**Given instruction:** Set down the full listing exactly as given. Any pictures are to be left out.

**Data shown:**
————

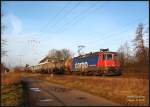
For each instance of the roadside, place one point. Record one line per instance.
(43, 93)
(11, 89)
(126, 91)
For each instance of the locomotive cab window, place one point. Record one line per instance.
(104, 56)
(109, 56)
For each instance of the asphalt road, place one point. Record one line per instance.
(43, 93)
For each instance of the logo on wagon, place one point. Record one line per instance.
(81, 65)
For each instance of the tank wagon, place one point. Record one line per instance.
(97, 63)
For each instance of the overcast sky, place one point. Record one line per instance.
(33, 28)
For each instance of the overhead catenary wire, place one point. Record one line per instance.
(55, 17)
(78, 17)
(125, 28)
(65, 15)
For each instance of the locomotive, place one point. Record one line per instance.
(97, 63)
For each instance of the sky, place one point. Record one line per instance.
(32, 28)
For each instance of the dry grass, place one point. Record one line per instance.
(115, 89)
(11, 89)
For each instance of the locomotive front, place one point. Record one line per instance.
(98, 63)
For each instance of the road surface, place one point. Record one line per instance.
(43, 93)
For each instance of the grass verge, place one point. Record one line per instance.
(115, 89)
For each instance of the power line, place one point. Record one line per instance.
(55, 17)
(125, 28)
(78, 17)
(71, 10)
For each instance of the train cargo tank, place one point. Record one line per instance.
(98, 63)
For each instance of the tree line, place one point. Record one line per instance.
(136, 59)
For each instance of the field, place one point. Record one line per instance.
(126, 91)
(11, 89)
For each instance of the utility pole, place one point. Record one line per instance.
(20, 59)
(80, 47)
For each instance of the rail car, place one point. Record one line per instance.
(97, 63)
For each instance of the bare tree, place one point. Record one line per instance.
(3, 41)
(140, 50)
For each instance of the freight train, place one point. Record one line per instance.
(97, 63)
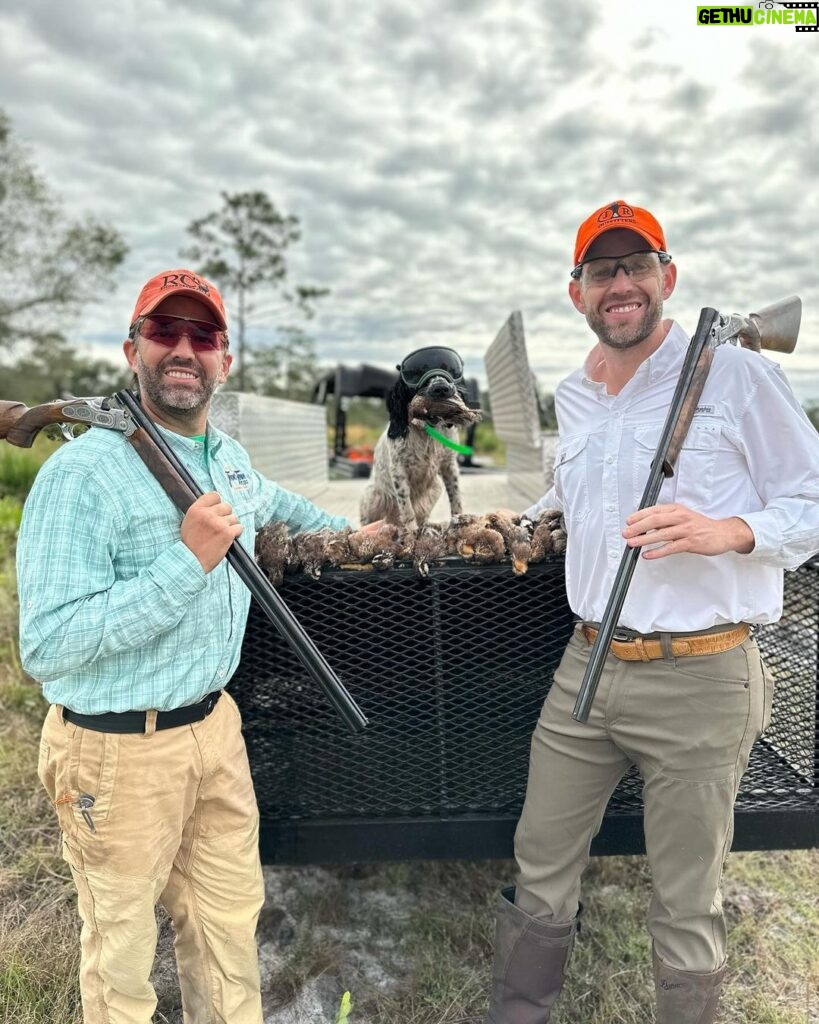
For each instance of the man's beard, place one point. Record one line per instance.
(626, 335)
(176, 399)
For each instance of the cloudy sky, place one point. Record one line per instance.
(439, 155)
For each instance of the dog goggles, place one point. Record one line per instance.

————

**Task result:**
For each instance of the roadside, place one point. Record one line per instance.
(43, 93)
(11, 89)
(126, 91)
For each instance of the locomotive cab window, place one point. Record one line per instance.
(104, 56)
(109, 56)
For each instance of the asphalt road, place one point. Record one line per instance.
(43, 93)
For each instance of the logo on wagon, place one point. Record one line per instance.
(81, 65)
For each instance of the tank wagon, place one point. Record one line per instance.
(97, 63)
For each instance of the overcast sky, place one point. Record one line per instance.
(33, 28)
For each instance of the overhead catenary wire, place one point. Record one line per instance.
(55, 17)
(78, 17)
(125, 28)
(65, 15)
For each instance of the locomotive, place one point. Record one line per instance.
(97, 63)
For each instance of the sky, place one point. Record one line per instance.
(32, 28)
For each instance of the dry grass, place one point. Record one line per instance.
(115, 89)
(11, 89)
For each instance of the locomotive front, place one point. Record one line per instance.
(98, 63)
For each instance of the road surface, place one point. Record one line per instance.
(43, 93)
For each instance of the grass verge, place one point. Record one line per instance.
(115, 89)
For each instance of the power line, place one point. Record one line per instance.
(55, 17)
(125, 28)
(78, 17)
(71, 10)
For each instance of the train cargo tank, place one point. Record one line per instance.
(98, 63)
For each instance of the tree line, place one point. Record one line per instance.
(136, 59)
For each instance of the field, place one point. Record one line per instance.
(126, 91)
(11, 89)
For each instance of the utility pole, place one point. Record one line per instance.
(20, 59)
(80, 47)
For each instance of the rail car, place one point. Record one line per instance.
(97, 63)
For each instance of the bare tree, place one point. Record one line per instance.
(3, 41)
(140, 50)
For each instance of the freight train, place one point. Record one line per instance.
(97, 63)
For each instance of the man's beard, place one point. Record one line per instance.
(626, 335)
(176, 399)
For each instance of the cloudy sky, place one point. Record one line per instance.
(439, 155)
For each instance of the dog goggles, place one point. Record one line per instance.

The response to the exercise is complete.